Copy out word for word the part of the entries below that starts with the line containing "Question. Locate the woman in" and runs through the end of the entries, including both ends.

═══ INPUT RECORDS ═══

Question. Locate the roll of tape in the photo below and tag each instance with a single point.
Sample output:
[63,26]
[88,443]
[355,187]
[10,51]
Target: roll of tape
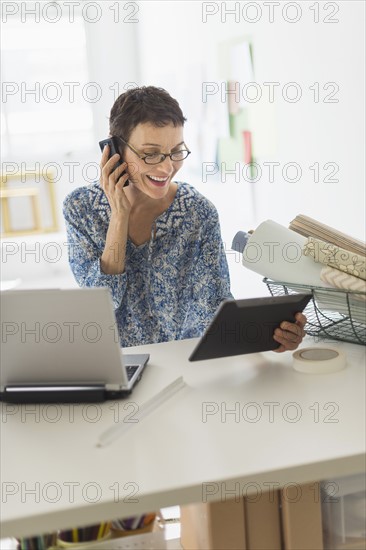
[319,360]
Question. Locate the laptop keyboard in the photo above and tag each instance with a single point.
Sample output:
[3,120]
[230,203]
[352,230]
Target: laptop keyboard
[131,369]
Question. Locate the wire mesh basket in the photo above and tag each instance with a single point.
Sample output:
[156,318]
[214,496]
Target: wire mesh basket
[331,313]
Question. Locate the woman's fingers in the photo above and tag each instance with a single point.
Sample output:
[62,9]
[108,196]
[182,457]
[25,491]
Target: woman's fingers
[290,335]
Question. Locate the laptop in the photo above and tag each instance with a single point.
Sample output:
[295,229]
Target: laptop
[247,326]
[62,345]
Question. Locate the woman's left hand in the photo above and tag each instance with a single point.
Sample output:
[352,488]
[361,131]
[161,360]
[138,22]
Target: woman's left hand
[290,335]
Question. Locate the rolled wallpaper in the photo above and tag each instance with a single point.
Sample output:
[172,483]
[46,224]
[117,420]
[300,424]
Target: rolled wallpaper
[336,257]
[276,252]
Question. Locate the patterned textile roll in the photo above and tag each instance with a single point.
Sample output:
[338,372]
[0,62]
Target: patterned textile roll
[336,257]
[342,280]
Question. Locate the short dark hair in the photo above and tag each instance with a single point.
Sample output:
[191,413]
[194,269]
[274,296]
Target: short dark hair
[146,104]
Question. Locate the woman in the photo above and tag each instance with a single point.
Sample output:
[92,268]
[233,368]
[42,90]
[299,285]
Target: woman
[155,243]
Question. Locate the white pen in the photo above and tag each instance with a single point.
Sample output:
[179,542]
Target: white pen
[146,408]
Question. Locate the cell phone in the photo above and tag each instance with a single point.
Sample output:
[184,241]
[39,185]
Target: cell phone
[113,149]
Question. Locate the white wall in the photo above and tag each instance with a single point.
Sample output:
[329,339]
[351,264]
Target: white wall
[175,44]
[169,45]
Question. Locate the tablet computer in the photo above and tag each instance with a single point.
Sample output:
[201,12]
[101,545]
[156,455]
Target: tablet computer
[247,326]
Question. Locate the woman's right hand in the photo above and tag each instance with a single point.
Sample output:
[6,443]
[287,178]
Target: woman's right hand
[112,186]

═══

*PROBLEM SOLUTION:*
Question. Locate the woman in the photo above and tag each instance with a single point.
Sample output:
[92,268]
[233,368]
[42,90]
[299,285]
Target: woman
[155,243]
Question. Locate the white pen in the photo above and tag each instance with a single point.
Sample output:
[179,542]
Target: white pen
[146,408]
Question. Locate the cell phone in the photo above and tag each instance with a single point.
Sample output:
[184,241]
[39,185]
Target: cell phone
[113,149]
Question. Locate the white wall in the photo above and tag each instance with a single point.
Sample output:
[329,339]
[351,264]
Target: white wall
[175,44]
[169,45]
Question. Locate the tablet computer in the photo above and tag each instance with a single point.
Sample output:
[201,12]
[101,545]
[156,455]
Target: tablet computer
[247,326]
Question. Locate the woman's right hand in the photo above and tag each instance with a single point.
Sample output:
[6,443]
[287,178]
Target: woman's right hand
[112,186]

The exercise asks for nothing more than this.